What is expected: Count the lines in the entries below that contain the string "holder", treating uppercase and lowercase letters as different. Reply with the number alone.

Supplied data:

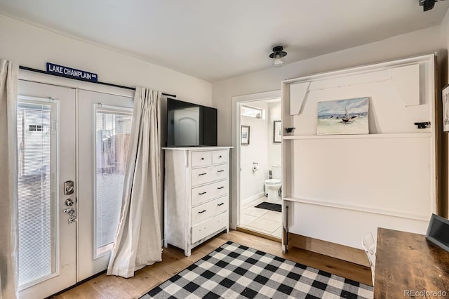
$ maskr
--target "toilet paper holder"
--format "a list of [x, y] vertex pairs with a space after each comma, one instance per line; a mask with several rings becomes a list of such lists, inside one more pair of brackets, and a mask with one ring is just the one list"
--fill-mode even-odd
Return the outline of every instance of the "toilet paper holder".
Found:
[[257, 171], [259, 170], [259, 164], [257, 162], [253, 162], [253, 172]]

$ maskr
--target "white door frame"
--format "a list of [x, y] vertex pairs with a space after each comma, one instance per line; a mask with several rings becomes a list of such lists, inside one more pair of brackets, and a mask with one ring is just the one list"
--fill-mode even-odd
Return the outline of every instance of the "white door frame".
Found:
[[[281, 90], [266, 91], [257, 93], [251, 93], [248, 95], [237, 95], [232, 97], [232, 146], [236, 150], [236, 154], [232, 155], [232, 177], [234, 180], [231, 180], [231, 223], [229, 227], [235, 230], [240, 225], [240, 107], [243, 102], [255, 102], [266, 100], [273, 100], [281, 98]], [[282, 102], [282, 101], [281, 101]]]

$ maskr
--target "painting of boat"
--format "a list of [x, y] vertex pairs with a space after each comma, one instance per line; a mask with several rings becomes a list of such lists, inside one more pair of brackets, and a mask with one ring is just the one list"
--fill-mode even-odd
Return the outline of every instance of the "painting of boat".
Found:
[[318, 102], [317, 135], [368, 134], [368, 98]]
[[342, 121], [344, 124], [351, 123], [358, 117], [358, 115], [353, 115], [351, 117], [348, 116], [348, 110], [347, 107], [344, 107], [344, 117], [342, 119]]

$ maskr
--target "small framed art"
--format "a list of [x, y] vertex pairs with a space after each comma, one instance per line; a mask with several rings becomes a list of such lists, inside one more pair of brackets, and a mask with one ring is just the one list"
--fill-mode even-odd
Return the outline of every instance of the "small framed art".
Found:
[[240, 143], [242, 145], [249, 145], [250, 144], [250, 127], [249, 126], [242, 126], [241, 131], [240, 133], [241, 135], [241, 141]]

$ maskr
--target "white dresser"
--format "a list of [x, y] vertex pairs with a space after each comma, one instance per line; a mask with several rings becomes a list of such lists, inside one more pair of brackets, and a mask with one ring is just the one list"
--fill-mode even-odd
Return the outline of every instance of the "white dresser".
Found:
[[164, 246], [192, 248], [229, 230], [231, 147], [163, 147]]

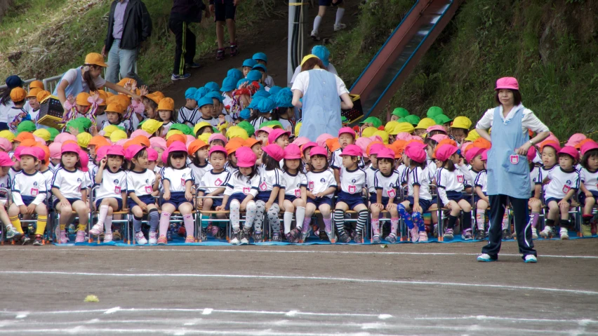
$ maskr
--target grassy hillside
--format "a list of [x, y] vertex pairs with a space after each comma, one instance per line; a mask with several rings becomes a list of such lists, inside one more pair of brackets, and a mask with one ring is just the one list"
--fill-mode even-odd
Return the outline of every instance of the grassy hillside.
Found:
[[[341, 58], [335, 65], [350, 83], [414, 1], [383, 2], [365, 5], [359, 26], [334, 46], [333, 55]], [[385, 20], [380, 20], [380, 13], [386, 13]], [[437, 105], [449, 116], [465, 115], [475, 122], [494, 106], [496, 79], [513, 76], [524, 104], [560, 139], [593, 133], [598, 131], [597, 29], [596, 1], [465, 1], [390, 106], [421, 116]]]
[[[248, 22], [257, 22], [274, 1], [241, 1], [239, 34], [250, 29]], [[174, 57], [174, 35], [168, 29], [172, 1], [144, 3], [152, 16], [153, 31], [138, 70], [147, 83], [164, 84], [170, 81]], [[110, 0], [15, 0], [15, 6], [0, 22], [0, 78], [12, 74], [24, 79], [60, 74], [82, 64], [87, 53], [99, 53], [110, 4]], [[198, 57], [215, 51], [213, 20], [204, 20], [192, 28], [197, 36]]]

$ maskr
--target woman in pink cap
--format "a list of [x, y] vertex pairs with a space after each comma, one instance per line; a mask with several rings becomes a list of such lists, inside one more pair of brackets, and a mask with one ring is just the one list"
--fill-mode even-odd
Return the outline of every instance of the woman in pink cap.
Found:
[[[536, 252], [528, 223], [527, 203], [531, 194], [529, 167], [526, 155], [529, 147], [549, 135], [548, 128], [521, 104], [517, 80], [503, 77], [496, 81], [495, 99], [498, 106], [489, 109], [476, 125], [479, 135], [492, 142], [488, 152], [488, 195], [490, 201], [490, 231], [488, 245], [477, 257], [492, 262], [500, 250], [502, 220], [510, 203], [514, 214], [515, 233], [519, 253], [526, 262], [536, 262]], [[492, 136], [488, 130], [492, 128]], [[537, 135], [530, 140], [528, 130]]]

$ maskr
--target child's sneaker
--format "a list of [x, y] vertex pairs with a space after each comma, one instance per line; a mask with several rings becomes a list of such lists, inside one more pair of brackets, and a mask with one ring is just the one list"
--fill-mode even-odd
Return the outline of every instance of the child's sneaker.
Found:
[[75, 237], [75, 243], [85, 243], [85, 231], [77, 231], [77, 236]]
[[224, 48], [218, 49], [216, 51], [216, 60], [224, 60]]
[[143, 232], [140, 231], [135, 234], [135, 241], [138, 243], [138, 245], [145, 245], [147, 243], [147, 239], [145, 238], [145, 236], [143, 235]]
[[452, 241], [453, 236], [453, 229], [448, 229], [444, 230], [444, 239], [447, 241]]
[[158, 243], [158, 233], [156, 231], [150, 231], [150, 240], [147, 241], [150, 245], [156, 245]]
[[99, 236], [100, 234], [104, 231], [104, 224], [95, 224], [91, 227], [91, 229], [89, 230], [89, 234], [92, 236]]
[[41, 234], [35, 235], [35, 238], [33, 240], [33, 245], [36, 246], [41, 246], [44, 245], [44, 239], [41, 238]]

Result: 2